## Problem to solve
Repeat every line of the entries below word for word, but leave out the pictures.

## The input
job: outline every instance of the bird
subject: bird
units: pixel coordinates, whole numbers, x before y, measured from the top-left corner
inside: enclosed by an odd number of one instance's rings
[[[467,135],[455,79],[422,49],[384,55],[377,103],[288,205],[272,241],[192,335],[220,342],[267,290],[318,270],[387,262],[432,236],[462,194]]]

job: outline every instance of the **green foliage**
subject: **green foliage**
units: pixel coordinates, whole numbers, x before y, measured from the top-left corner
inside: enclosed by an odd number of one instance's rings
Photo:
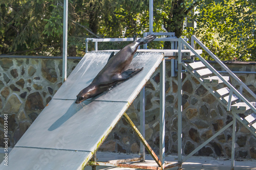
[[[197,28],[187,29],[190,34],[222,60],[256,60],[255,1],[208,1],[199,7]]]
[[[142,36],[148,32],[148,0],[69,0],[68,55],[84,54],[90,38]],[[191,16],[196,29],[183,30]],[[195,34],[222,60],[256,60],[255,1],[155,0],[153,31]],[[63,1],[3,0],[0,3],[0,54],[60,56]],[[99,43],[99,49],[120,49],[123,43]],[[149,47],[168,48],[153,42]],[[92,43],[89,51],[94,50]],[[204,55],[206,59],[208,56]]]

## Full solution
job: outline every instance of the bird
subject: bird
units: pixel coordinates, whole numbers, x before y, measured from the top-left corner
inside: enclosed by an odd number of one instance's rings
[[[467,135],[455,79],[422,49],[384,55],[377,103],[288,205],[272,241],[192,335],[220,342],[267,290],[318,270],[387,262],[432,236],[462,194]]]

job: outline every instance of the **green foliage**
subject: **green foliage**
units: pixel coordinates, whole numbers, x before y, measured from the top-left corner
inside: enclosed by an odd number of one instance's rings
Photo:
[[[197,28],[187,29],[190,34],[222,60],[256,60],[255,1],[208,1],[199,7]]]
[[[142,36],[148,32],[148,0],[69,0],[68,55],[84,54],[90,38]],[[191,16],[196,29],[183,30]],[[195,34],[222,60],[256,60],[255,1],[155,0],[153,31]],[[63,1],[3,0],[0,3],[0,54],[60,56]],[[99,43],[99,49],[120,49],[123,43]],[[149,47],[168,48],[153,42]],[[92,43],[89,51],[94,50]],[[204,55],[206,59],[208,56]]]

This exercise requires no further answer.